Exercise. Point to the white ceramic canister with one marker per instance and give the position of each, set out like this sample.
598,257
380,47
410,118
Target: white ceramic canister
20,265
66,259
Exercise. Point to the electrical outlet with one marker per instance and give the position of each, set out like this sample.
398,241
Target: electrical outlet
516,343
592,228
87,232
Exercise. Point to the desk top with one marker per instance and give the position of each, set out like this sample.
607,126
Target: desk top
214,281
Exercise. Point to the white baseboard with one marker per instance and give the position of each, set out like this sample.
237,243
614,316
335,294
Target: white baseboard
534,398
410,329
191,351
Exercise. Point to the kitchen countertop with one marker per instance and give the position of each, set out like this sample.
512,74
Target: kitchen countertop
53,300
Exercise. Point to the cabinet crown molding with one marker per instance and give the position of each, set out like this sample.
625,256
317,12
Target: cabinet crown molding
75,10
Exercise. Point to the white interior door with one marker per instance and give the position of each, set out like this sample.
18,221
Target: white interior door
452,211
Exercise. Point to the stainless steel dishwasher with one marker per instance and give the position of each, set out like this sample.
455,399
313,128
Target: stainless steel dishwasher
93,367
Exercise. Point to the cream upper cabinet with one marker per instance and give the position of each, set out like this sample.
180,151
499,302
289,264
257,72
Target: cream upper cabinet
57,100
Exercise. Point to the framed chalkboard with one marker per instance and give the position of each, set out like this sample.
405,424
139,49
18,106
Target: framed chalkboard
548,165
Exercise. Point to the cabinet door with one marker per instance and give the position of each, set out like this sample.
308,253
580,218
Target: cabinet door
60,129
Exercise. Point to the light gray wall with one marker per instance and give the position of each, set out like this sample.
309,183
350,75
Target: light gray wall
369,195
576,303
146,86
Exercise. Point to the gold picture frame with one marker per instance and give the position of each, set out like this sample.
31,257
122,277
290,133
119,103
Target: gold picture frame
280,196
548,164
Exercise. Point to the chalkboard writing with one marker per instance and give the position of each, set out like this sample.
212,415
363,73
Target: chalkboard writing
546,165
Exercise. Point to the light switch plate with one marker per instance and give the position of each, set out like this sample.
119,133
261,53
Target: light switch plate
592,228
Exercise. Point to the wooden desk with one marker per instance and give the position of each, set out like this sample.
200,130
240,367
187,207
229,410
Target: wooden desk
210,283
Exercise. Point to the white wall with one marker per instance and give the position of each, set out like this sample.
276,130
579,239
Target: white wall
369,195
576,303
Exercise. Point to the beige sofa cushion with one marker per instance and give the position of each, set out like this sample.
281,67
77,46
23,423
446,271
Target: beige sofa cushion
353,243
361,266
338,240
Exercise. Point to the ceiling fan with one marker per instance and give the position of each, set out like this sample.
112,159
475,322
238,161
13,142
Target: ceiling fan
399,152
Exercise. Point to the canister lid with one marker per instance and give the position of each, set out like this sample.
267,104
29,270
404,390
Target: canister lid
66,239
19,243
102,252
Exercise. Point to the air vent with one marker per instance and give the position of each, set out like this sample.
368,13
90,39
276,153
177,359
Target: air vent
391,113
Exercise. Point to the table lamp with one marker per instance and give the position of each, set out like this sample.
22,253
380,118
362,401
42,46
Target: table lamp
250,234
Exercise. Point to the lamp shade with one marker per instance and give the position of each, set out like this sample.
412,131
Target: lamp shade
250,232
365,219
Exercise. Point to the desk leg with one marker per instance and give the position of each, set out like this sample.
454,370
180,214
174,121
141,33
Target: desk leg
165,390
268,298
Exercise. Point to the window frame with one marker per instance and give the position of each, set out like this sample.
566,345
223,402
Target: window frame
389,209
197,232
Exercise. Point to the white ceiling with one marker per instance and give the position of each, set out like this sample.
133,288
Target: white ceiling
************
The problem: Transcribe the material above in full, keeping each word unchanged.

Result of this exercise:
Exercise. Point to the white ceramic canister with one marker per instance and give the position of each, set out like this sample.
598,257
380,47
410,118
Target: white ceramic canister
20,265
66,259
Exercise. Point to the electrical outlet with one marker per instance and give the position of each, set out like this sample.
398,241
Target: electrical outlet
516,343
592,228
87,232
Exercise. Point to the desk top with one marker per instance and give the position of each, set out like this sample.
607,126
Target: desk top
214,281
Exercise. Point to the white baseboard with one marker per instance and give the position of each, set out like this sample.
237,243
614,316
335,294
Target: white baseboard
534,398
410,329
191,351
Exercise. Point to the kitchen countertop with one marker per instance and give the position of each, set out like this sample.
512,74
Target: kitchen countertop
53,300
Exercise. Point to the cabinet crown molding with one marker per instance and give the position of each, set out like this sample.
625,256
317,12
Target: cabinet crown molding
75,10
Exercise. Point to the white interior door with one marker per instance and give the position of each, set out like this sample.
18,221
Target: white interior door
452,211
Exercise. Point to the stainless steel dishwasher with one marker per instance and give the position of each, set out like this sample.
455,399
313,128
Target: stainless steel dishwasher
93,367
Exercise. Point to the cream upper cabinet with one marker per instance and give the position of each, set out like this sample.
180,151
499,302
289,264
257,72
Target: cream upper cabinet
57,100
Exercise. Point to the framed chalkboard with one marker per instance and give the position of each, set out like this sample.
405,424
139,49
18,106
Target: framed chalkboard
548,165
Exercise. Point to the cabinet door with one marker per instance and give the position of each, set out like this sample.
308,253
580,218
Target: cabinet door
60,129
Exercise. Point to the light gray wall with one marker per instance and give the position of each, set out like this sample.
309,183
350,75
Target: light gray wall
369,195
576,303
146,86
Exercise. Point to the gold picture frame with one marker per instance and give the position of each, set out like this sample.
31,257
122,277
290,133
119,103
Target: gold picture frame
280,196
548,164
Exercise. Point to the chalkboard writing with one marker per instance and give the position of each, set out like this sample.
212,415
363,73
Target: chalkboard writing
546,165
Exercise. Point to the light switch plate with one marker per instance and give the position of each, set out like this sample.
119,133
261,53
Target: light switch plate
592,228
Exercise. Point to the wooden desk with one marker per instance and give the position of each, set out like this sample.
200,130
240,367
187,207
229,410
Target: wooden desk
210,283
Exercise. Point to the white wall with one marker per instance and give the position of each, set out like this sample.
276,130
579,239
Target: white wall
369,195
576,303
Exercise. Point to the beige sofa cushion with one marker per instance and give the position of each, set out like this sample.
281,67
77,46
23,423
446,271
Target: beige sofa cushion
353,243
361,266
338,240
Exercise. Point to the ceiling fan with one marker per instance and give the position of each, set out like this sample.
112,159
475,322
238,161
13,142
Target: ceiling fan
399,152
Exercise. Point to the canister lid with one marker per instance and give the position of each, set out like this sample.
267,104
29,270
404,390
Target: canister lid
66,239
19,243
102,252
Exercise. Point to the air vent with one marker per instance and give the position of each, set out like this sample.
368,13
90,39
276,153
177,359
Target: air vent
391,113
Exercise. Point to the table lamp with one marker per instance and give the position of each, set out like this sample.
22,253
380,118
362,401
42,46
Target: table lamp
250,234
Exercise. Point to the lamp shade with one marker per instance and give the position of each, set out like this sample.
412,131
Target: lamp shade
250,232
365,219
Exercise. Point to the desk leg with one marker per instance and give the position of each, set out like this sample.
454,370
180,214
174,121
141,33
Target: desk leg
165,390
268,298
Exercise. Point to the window frame with one marker per instance and give the position of each, set out like this sample.
566,345
223,402
Target: window frame
389,209
197,232
Exercise. Point to the white ceiling with one marker per instance and give the position of each, set out like this sample.
133,288
Target: white ceiling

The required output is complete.